[Begin]
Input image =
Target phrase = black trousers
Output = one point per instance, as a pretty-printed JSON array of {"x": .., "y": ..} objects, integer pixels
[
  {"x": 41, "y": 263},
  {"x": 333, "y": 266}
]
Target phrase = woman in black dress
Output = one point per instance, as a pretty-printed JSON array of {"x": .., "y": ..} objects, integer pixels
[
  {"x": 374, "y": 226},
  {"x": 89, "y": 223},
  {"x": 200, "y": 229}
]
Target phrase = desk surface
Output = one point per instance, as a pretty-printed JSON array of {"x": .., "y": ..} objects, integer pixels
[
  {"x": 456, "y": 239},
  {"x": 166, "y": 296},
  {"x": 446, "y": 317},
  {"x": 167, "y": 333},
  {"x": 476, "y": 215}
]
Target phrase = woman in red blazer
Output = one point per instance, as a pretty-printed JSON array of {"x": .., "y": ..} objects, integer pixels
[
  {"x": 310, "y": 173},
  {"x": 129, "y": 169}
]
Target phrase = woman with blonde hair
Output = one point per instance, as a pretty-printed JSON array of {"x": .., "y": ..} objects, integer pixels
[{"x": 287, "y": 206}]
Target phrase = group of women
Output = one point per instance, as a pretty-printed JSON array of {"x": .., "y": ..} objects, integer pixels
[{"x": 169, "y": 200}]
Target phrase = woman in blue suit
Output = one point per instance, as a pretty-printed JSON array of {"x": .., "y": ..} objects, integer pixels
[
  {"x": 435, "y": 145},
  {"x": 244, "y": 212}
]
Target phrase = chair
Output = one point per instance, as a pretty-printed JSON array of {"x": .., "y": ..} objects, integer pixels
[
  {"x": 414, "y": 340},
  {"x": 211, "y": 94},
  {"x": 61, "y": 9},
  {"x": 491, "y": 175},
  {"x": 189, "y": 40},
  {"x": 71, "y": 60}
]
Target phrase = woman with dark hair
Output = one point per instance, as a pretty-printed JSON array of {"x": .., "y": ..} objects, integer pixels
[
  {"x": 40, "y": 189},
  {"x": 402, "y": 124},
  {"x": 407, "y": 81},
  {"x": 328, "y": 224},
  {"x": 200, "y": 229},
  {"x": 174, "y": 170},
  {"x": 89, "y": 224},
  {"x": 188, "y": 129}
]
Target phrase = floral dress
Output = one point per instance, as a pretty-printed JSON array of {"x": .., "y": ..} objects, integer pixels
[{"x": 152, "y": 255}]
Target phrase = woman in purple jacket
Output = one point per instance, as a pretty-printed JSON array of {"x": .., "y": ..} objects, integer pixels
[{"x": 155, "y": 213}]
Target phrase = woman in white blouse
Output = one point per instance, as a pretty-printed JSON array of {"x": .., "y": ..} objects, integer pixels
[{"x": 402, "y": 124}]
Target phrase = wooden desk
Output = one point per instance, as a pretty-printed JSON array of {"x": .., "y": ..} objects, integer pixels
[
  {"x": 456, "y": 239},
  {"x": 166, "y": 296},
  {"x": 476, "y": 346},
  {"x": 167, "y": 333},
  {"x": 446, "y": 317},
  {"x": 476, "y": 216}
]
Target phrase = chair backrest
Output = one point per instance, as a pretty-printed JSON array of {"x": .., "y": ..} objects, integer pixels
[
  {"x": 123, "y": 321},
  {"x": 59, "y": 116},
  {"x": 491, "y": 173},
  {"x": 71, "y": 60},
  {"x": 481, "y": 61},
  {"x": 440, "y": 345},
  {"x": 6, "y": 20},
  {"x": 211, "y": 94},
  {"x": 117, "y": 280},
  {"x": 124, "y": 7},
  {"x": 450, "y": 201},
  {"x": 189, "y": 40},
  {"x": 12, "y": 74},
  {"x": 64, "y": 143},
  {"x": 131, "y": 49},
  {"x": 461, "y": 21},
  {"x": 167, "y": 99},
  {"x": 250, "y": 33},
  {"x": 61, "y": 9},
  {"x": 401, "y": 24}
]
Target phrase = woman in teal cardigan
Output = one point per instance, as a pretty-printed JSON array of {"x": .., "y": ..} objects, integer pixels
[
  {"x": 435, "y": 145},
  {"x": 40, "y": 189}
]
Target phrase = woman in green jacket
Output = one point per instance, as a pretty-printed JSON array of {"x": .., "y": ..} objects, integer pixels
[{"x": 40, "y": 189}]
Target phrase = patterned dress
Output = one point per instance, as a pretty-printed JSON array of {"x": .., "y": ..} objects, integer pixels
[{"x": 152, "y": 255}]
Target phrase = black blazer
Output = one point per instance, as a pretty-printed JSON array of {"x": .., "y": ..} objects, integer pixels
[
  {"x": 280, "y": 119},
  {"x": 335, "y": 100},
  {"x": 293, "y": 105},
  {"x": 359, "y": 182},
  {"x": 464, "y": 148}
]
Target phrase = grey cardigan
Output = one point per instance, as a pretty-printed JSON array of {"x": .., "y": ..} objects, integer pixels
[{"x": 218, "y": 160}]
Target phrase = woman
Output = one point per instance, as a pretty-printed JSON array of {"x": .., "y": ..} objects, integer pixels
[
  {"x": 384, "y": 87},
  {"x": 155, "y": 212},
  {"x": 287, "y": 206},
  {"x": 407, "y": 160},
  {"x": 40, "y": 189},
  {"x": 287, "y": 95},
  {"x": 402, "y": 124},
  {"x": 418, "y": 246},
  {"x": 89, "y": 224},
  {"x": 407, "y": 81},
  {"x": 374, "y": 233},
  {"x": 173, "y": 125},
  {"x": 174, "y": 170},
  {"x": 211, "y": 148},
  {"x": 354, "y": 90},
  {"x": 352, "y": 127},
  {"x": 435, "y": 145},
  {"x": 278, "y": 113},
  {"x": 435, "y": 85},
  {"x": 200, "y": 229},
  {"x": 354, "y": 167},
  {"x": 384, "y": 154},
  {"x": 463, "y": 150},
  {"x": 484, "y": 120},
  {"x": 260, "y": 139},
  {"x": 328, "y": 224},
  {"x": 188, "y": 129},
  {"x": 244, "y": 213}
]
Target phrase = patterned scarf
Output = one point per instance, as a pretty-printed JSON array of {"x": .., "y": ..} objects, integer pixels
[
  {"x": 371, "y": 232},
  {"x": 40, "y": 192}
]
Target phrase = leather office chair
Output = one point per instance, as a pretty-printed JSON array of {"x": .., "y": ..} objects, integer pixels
[End]
> **GIVEN REQUEST**
Reproduce every one of the records above verbatim and in their original order, changing nothing.

> **COMPLETED TASK**
Input image =
Target phrase = black trousers
Output = one point per instance, as a pretty-printed JSON array of {"x": .., "y": ..} objects, integer pixels
[
  {"x": 41, "y": 263},
  {"x": 333, "y": 266}
]
Target phrase = woman in black dress
Output = one point per instance, as a pretty-printed JSON array of {"x": .., "y": ..} objects, integer pixels
[
  {"x": 374, "y": 226},
  {"x": 89, "y": 223},
  {"x": 200, "y": 229}
]
Target phrase = desk surface
Output = one point per instance, as a pretty-printed JSON array of {"x": .., "y": ..} objects, integer pixels
[
  {"x": 456, "y": 239},
  {"x": 166, "y": 296},
  {"x": 446, "y": 317},
  {"x": 167, "y": 333},
  {"x": 476, "y": 215}
]
Target phrase = woman in red blazer
Output = one point per instance, as a pretty-printed JSON array of {"x": .., "y": ..} objects, integer pixels
[
  {"x": 310, "y": 173},
  {"x": 129, "y": 169}
]
Target phrase = woman with blonde hair
Output = one point per instance, as a pretty-printed JSON array of {"x": .., "y": ..} objects, integer pixels
[{"x": 287, "y": 206}]
Target phrase = group of women
Output = one point per instance, as a pretty-printed JSON array of {"x": .., "y": ..} objects, integer pixels
[{"x": 169, "y": 200}]
Target phrase = woman in blue suit
Output = one point per instance, as a pretty-printed JSON array of {"x": .., "y": ..} objects, integer pixels
[
  {"x": 435, "y": 145},
  {"x": 244, "y": 212}
]
Target phrase = chair
Output = one point per instance, as a pretty-printed JSON array of {"x": .., "y": ..} objects, integer pixels
[
  {"x": 414, "y": 340},
  {"x": 211, "y": 94},
  {"x": 61, "y": 9},
  {"x": 491, "y": 175},
  {"x": 189, "y": 40},
  {"x": 71, "y": 60}
]
Target phrase = woman with dark hair
Output = one point per instance, as a pretty-printed JSON array of {"x": .., "y": ..} objects, integer pixels
[
  {"x": 40, "y": 189},
  {"x": 402, "y": 124},
  {"x": 407, "y": 81},
  {"x": 328, "y": 224},
  {"x": 200, "y": 229},
  {"x": 174, "y": 170},
  {"x": 89, "y": 224},
  {"x": 188, "y": 129}
]
Target phrase = floral dress
Output = one point per instance, as a pretty-printed JSON array of {"x": .., "y": ..} objects, integer pixels
[{"x": 152, "y": 255}]
Target phrase = woman in purple jacket
Output = one point per instance, as a pretty-printed JSON array of {"x": .., "y": ..} objects, integer pixels
[{"x": 155, "y": 213}]
Target phrase = woman in white blouse
Output = one point per instance, as a pretty-printed JSON array of {"x": .., "y": ..} objects, integer pixels
[{"x": 402, "y": 124}]
Target phrase = wooden desk
Output = one point per instance, as a pretty-printed JSON array of {"x": .., "y": ..} objects, integer pixels
[
  {"x": 456, "y": 239},
  {"x": 166, "y": 296},
  {"x": 476, "y": 346},
  {"x": 167, "y": 333},
  {"x": 446, "y": 317},
  {"x": 476, "y": 216}
]
Target phrase = chair backrest
Output = one point per instance, as a pretty-printed JSON array of {"x": .., "y": ..} objects, integer pixels
[
  {"x": 123, "y": 321},
  {"x": 59, "y": 116},
  {"x": 491, "y": 173},
  {"x": 71, "y": 60},
  {"x": 481, "y": 61},
  {"x": 440, "y": 345},
  {"x": 6, "y": 20},
  {"x": 211, "y": 94},
  {"x": 117, "y": 280},
  {"x": 124, "y": 7},
  {"x": 450, "y": 201},
  {"x": 189, "y": 40},
  {"x": 12, "y": 74},
  {"x": 64, "y": 143},
  {"x": 131, "y": 49},
  {"x": 461, "y": 21},
  {"x": 167, "y": 99},
  {"x": 250, "y": 33},
  {"x": 61, "y": 9},
  {"x": 401, "y": 24}
]
Target phrase = woman in teal cardigan
Output = one point per instance, as a pretty-printed JSON array of {"x": .., "y": ..} objects, integer pixels
[
  {"x": 435, "y": 145},
  {"x": 40, "y": 189}
]
Target phrase = woman in green jacket
Output = one point per instance, as a pretty-printed JSON array of {"x": .., "y": ..} objects, integer pixels
[{"x": 40, "y": 189}]
Target phrase = patterned dress
Output = one point per instance, as a pretty-printed JSON array of {"x": .., "y": ..} objects, integer pixels
[{"x": 152, "y": 255}]
Target phrase = black blazer
Output = one point per instance, as a pretty-printed JSON array of {"x": .., "y": ..} objects, integer pixels
[
  {"x": 280, "y": 119},
  {"x": 335, "y": 100},
  {"x": 293, "y": 105},
  {"x": 359, "y": 182},
  {"x": 464, "y": 148}
]
Target phrase = grey cardigan
Output = one point per instance, as a pretty-printed JSON array of {"x": .., "y": ..} objects, integer pixels
[{"x": 218, "y": 160}]
Target phrase = woman
Output = one point per instance, as a pretty-printed JSON array of {"x": .., "y": ..} objects, integer pixels
[
  {"x": 384, "y": 87},
  {"x": 155, "y": 212},
  {"x": 287, "y": 206},
  {"x": 407, "y": 160},
  {"x": 40, "y": 189},
  {"x": 287, "y": 95},
  {"x": 402, "y": 124},
  {"x": 418, "y": 246},
  {"x": 89, "y": 224},
  {"x": 407, "y": 81},
  {"x": 374, "y": 233},
  {"x": 173, "y": 125},
  {"x": 174, "y": 170},
  {"x": 211, "y": 148},
  {"x": 354, "y": 90},
  {"x": 352, "y": 127},
  {"x": 435, "y": 145},
  {"x": 278, "y": 113},
  {"x": 435, "y": 85},
  {"x": 200, "y": 229},
  {"x": 354, "y": 167},
  {"x": 384, "y": 154},
  {"x": 463, "y": 150},
  {"x": 484, "y": 120},
  {"x": 260, "y": 139},
  {"x": 328, "y": 224},
  {"x": 188, "y": 129},
  {"x": 244, "y": 213}
]
Target phrase = patterned scarf
Output = one point per instance, as a pretty-printed JSON array of {"x": .., "y": ..} objects, integer pixels
[
  {"x": 371, "y": 232},
  {"x": 40, "y": 192}
]
Target phrase = leather office chair
Output = one point per instance, as a pretty-printed JSON array of {"x": .., "y": ..} objects, integer pixels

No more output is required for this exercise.